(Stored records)
Start of Block
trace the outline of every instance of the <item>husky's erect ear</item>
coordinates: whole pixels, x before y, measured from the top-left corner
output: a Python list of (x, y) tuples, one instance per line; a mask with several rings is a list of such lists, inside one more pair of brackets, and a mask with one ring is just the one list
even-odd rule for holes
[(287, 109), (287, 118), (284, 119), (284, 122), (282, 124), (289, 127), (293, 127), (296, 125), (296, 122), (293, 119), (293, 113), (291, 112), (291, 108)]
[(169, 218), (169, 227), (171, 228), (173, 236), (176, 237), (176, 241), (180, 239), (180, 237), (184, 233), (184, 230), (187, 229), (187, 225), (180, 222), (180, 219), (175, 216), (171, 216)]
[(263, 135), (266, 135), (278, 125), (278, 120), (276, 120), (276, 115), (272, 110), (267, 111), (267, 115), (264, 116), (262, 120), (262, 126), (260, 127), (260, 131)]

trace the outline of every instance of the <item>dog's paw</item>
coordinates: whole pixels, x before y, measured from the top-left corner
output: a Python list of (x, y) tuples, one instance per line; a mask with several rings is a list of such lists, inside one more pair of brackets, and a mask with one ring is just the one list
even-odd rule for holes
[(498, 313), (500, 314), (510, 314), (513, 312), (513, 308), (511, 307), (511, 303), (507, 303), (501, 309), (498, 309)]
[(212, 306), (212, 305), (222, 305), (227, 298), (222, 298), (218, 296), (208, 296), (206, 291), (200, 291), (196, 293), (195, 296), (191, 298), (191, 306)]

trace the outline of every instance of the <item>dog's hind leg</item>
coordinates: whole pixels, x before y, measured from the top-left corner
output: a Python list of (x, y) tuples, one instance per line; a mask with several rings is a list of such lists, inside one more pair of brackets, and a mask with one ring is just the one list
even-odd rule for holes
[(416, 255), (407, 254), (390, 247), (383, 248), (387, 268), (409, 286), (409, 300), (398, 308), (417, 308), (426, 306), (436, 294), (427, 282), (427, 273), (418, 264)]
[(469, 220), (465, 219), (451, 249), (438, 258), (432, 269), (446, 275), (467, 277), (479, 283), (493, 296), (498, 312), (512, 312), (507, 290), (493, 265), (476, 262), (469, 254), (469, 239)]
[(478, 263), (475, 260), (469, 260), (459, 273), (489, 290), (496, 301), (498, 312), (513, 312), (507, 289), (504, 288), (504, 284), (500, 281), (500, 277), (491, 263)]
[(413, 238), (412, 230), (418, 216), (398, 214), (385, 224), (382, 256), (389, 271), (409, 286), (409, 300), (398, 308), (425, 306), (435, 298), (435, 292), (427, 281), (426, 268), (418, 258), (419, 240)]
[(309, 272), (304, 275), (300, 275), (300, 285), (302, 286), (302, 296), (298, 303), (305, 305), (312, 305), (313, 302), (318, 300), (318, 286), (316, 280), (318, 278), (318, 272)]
End of Block
WHAT IS EXPECTED —
What is the number of lines in the records that contain the string "trace"? Give only that number.

COMPLETED EXERCISE —
3